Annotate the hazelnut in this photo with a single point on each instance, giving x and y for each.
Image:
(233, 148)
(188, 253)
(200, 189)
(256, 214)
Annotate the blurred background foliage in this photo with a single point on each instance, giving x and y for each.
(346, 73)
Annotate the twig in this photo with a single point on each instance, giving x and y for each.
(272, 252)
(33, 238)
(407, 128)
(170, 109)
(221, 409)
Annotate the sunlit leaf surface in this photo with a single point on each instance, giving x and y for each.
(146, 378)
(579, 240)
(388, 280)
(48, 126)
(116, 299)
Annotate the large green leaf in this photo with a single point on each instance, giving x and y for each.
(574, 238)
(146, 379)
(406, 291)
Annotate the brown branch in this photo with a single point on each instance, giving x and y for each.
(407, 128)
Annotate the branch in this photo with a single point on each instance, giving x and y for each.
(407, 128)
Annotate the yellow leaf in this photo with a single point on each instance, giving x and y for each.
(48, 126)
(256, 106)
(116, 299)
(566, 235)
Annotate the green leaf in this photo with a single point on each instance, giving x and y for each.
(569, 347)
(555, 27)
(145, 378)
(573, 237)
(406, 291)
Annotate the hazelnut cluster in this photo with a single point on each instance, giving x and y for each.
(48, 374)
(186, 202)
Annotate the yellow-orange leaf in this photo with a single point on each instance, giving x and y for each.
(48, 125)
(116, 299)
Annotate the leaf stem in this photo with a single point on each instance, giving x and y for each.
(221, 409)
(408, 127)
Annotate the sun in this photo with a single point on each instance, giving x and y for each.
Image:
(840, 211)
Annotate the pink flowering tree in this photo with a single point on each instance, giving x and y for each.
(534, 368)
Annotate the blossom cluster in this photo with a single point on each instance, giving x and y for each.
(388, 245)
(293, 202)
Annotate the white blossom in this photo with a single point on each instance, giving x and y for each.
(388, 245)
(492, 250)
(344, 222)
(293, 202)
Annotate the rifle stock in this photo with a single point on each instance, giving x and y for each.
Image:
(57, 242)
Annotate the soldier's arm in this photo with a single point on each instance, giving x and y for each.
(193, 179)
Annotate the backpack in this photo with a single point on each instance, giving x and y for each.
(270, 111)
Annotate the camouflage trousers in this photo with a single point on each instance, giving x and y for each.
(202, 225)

■ **Exercise prompt**
The answer must be the line containing "Annotate the pink" and every line after it through the last line of the records above, repeated exactly.

■ **Response area**
Annotate the pink flowering tree in this photo with a single point on each instance, giving x and y for each.
(534, 368)
Annotate the blossom cluster in this photo with a single point on each instance, giving x and y for each.
(388, 245)
(293, 202)
Annotate the white blossom in this photo with a single point on each instance, giving x and y for each.
(388, 245)
(492, 250)
(344, 222)
(293, 202)
Annotate the rifle stock in this photo with a single point on each instance, giving x and y for each.
Image:
(57, 242)
Annotate the soldier's arm in this photo with a single point on each instance, giving x and y for each.
(193, 179)
Annotate the backpack in this photo with a single point on each instance, giving x and y for each.
(270, 111)
Annotate the camouflage trousers in this photo with a single point on each instance, giving x and y for each.
(202, 225)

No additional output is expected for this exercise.